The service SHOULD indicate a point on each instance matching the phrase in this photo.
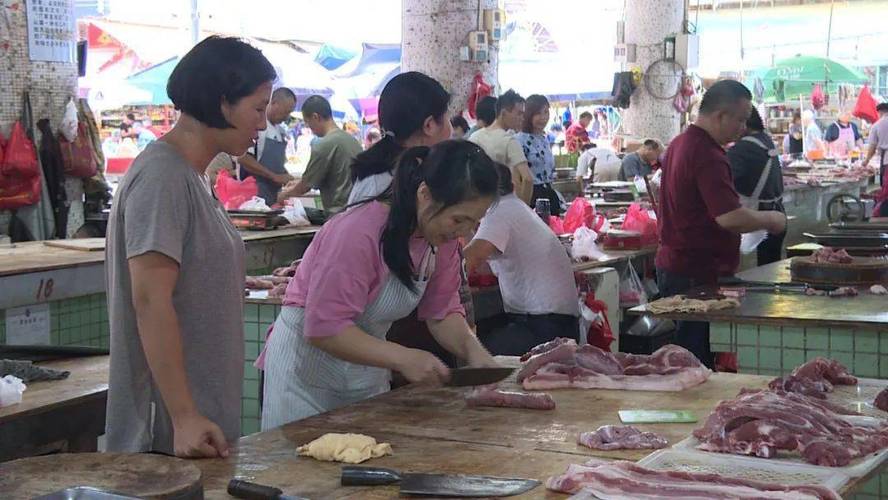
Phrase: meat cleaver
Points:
(438, 485)
(462, 377)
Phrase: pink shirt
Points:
(343, 271)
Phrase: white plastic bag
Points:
(68, 128)
(295, 214)
(750, 241)
(11, 389)
(632, 291)
(584, 246)
(255, 204)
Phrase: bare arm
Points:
· · · · ·
**Your task**
Only a verbatim transcription of the lines from the one containing "Phrase: pink shirt" through the last line of the records counts as the answer.

**Answer to the problem**
Phrase: pink shirt
Points:
(343, 271)
Phrase: white plastic bag
Points:
(68, 128)
(295, 214)
(750, 241)
(11, 389)
(632, 291)
(584, 246)
(255, 204)
Phrase: bare arm
Points:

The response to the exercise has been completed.